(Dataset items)
• • • •
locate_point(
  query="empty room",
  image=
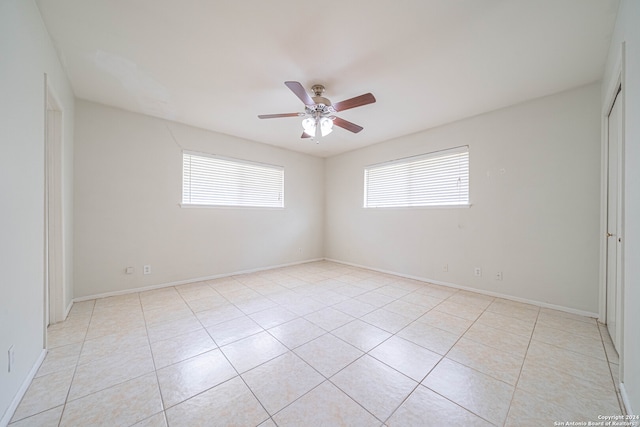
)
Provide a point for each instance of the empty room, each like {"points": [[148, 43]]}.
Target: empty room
{"points": [[286, 213]]}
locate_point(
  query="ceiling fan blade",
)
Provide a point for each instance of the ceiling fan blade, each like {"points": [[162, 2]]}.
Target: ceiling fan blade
{"points": [[275, 116], [347, 125], [298, 89], [358, 101]]}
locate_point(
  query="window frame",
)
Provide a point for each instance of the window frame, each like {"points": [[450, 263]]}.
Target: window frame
{"points": [[236, 162], [463, 149]]}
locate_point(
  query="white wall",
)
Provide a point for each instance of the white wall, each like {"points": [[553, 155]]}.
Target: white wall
{"points": [[538, 222], [627, 30], [128, 178], [26, 54]]}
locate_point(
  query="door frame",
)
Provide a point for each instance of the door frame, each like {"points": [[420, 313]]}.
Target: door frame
{"points": [[615, 88], [53, 228]]}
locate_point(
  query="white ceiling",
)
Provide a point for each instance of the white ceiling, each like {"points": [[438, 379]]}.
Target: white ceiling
{"points": [[218, 64]]}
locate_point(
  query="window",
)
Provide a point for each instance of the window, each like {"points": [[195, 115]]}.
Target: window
{"points": [[433, 179], [218, 181]]}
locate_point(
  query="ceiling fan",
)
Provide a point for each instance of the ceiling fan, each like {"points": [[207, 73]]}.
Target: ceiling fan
{"points": [[319, 118]]}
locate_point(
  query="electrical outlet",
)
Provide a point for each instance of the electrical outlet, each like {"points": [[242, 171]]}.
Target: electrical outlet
{"points": [[12, 358]]}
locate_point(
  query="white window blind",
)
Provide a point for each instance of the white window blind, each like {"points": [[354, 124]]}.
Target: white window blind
{"points": [[433, 179], [218, 181]]}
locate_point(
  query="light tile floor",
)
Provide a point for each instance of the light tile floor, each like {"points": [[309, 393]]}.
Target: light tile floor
{"points": [[320, 344]]}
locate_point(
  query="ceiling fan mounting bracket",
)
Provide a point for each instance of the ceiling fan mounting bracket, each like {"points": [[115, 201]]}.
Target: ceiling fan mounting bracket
{"points": [[318, 109], [318, 90]]}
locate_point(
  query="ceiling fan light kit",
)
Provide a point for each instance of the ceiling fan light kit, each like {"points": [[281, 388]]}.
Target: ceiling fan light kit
{"points": [[318, 116]]}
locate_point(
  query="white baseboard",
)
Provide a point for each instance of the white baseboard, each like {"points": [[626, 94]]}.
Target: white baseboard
{"points": [[68, 309], [23, 389], [479, 291], [625, 399], [192, 280]]}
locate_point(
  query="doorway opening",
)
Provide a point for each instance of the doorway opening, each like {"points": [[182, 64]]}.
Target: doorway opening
{"points": [[54, 254]]}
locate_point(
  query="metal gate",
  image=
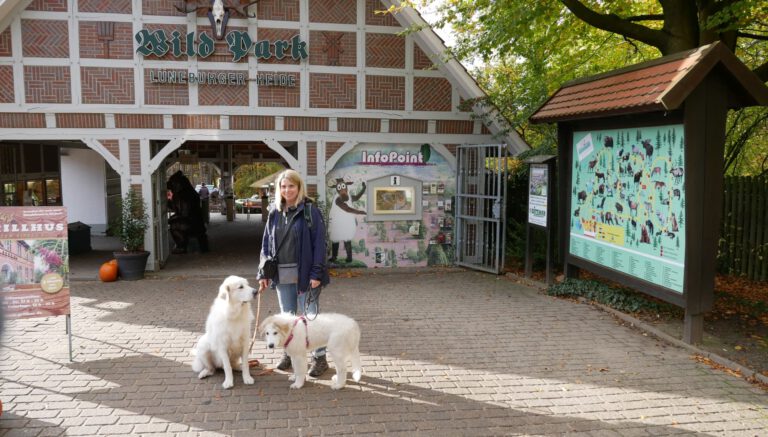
• • • •
Reproduce every record exactly; images stay out.

▶ **Response**:
locate_point(
  query="empty room",
  image=
)
Provide a point for each instance of the empty room, each like {"points": [[148, 43]]}.
Target: empty room
{"points": [[286, 213]]}
locate_point(
  query="ceiling fan blade",
)
Provide a point for each instance of the ceiling fan blade, each like {"points": [[162, 2]]}.
Target: ceiling fan blade
{"points": [[275, 116], [347, 125], [298, 89], [358, 101]]}
locate_point(
  query="window frame",
)
Provide a point for each instance of the window frame, each like {"points": [[450, 263]]}.
Target: window frame
{"points": [[236, 162], [463, 149]]}
locate_point(
  query="white wall",
)
Provide a point for each instance of the white wall, each like {"points": [[553, 155]]}.
Target: white wall
{"points": [[538, 222], [627, 30], [128, 178], [26, 54]]}
locate_point(
  query="door frame",
)
Provide a point for each instance of the door frame, each like {"points": [[420, 313]]}.
Target: door frame
{"points": [[615, 88], [53, 228]]}
locate_point(
  query="white ceiling",
)
Provide a point for each instance of the white ceiling, each like {"points": [[438, 379]]}.
Target: white ceiling
{"points": [[218, 64]]}
locate_point(
  query="window",
)
Provide a point for each instance of the window, each like {"points": [[195, 115]]}.
Target: window
{"points": [[433, 179], [218, 181]]}
locate_point(
  query="ceiling fan",
)
Provide a point for each instance of the ceiling fan, each like {"points": [[207, 73]]}.
Target: ceiling fan
{"points": [[319, 118]]}
locate_point(
  query="electrical outlet",
)
Provide a point for each instance of the electrical outlet, each like {"points": [[242, 171]]}.
Target: electrical outlet
{"points": [[12, 358]]}
locate_point(
  query="white window blind",
)
Provide a point for each instance of the white window blind, each like {"points": [[354, 124]]}.
Target: white window blind
{"points": [[433, 179], [218, 181]]}
locate_point(
  query="light tile floor",
)
Provide a point for each instance of the light tile floor, each like {"points": [[309, 393]]}.
Target: light tile floor
{"points": [[320, 344]]}
locate_point(
  query="ceiling fan mounting bracket",
)
Provide a point for each instance of the ceiling fan mounting bracket, each like {"points": [[115, 201]]}.
Target: ceiling fan mounting bracket
{"points": [[318, 109], [318, 90]]}
locate_point(
  query="ceiling fan light kit",
)
Provide a point for each instance of the ceiling fan light kit, each like {"points": [[281, 388]]}.
Target: ceiling fan light kit
{"points": [[318, 116]]}
locate_point(
  query="white baseboard",
)
Provide a point for each instance of the white baseboard, each like {"points": [[626, 94]]}.
Target: white baseboard
{"points": [[68, 309], [23, 389], [479, 291], [625, 399], [192, 280]]}
locate_point(
  query="doorway opening",
)
Provide a point for each instance of the doorway opening, each like {"points": [[182, 64]]}.
Target: doorway opening
{"points": [[54, 254]]}
locate_point(
  query="metal gate",
  image=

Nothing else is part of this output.